- _EXERCISE DIRECTIONS_
Return the run of lines below that opens with the line containing "spot the green grassy bank in the photo below" and closes with the line containing "spot the riverbank", keeping each one exact.

- _MATERIAL FOR THIS EXERCISE_
++++++++++

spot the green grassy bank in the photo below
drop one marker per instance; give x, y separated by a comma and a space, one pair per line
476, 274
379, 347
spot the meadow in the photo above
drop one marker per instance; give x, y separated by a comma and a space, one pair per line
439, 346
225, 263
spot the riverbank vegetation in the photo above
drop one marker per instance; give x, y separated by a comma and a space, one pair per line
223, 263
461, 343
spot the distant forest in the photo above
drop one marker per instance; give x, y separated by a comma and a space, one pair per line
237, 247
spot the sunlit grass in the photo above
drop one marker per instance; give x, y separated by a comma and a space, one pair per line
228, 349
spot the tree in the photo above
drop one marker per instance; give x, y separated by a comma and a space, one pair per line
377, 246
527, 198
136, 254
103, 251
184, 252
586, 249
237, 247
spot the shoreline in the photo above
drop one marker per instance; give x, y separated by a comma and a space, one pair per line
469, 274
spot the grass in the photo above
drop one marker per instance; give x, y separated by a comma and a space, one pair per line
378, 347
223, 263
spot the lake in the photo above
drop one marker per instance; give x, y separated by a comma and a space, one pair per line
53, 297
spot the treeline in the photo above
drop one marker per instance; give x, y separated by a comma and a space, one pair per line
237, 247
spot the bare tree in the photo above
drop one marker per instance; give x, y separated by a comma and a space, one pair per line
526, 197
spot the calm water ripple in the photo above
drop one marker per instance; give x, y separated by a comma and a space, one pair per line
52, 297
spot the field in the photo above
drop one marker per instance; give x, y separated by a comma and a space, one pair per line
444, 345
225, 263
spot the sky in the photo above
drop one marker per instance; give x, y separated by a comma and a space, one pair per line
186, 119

++++++++++

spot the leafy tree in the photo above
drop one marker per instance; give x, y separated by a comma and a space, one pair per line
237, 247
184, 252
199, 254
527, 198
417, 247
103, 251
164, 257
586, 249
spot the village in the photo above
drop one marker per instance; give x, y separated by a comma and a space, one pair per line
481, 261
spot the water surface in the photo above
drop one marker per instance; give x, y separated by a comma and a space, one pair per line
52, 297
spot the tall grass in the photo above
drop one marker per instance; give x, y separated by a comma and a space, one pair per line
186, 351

++++++++++

- _ANSWER SPACE_
spot the green grassy bank in the photo below
drop one marker per instance; give x, y separated by a comma and a space, one pair per line
476, 274
379, 347
spot the meadow in the photo above
drop one marker per instance; give x, y separated by a comma and a space, one pair per line
439, 346
225, 263
spot the riverbank vegetation in the photo above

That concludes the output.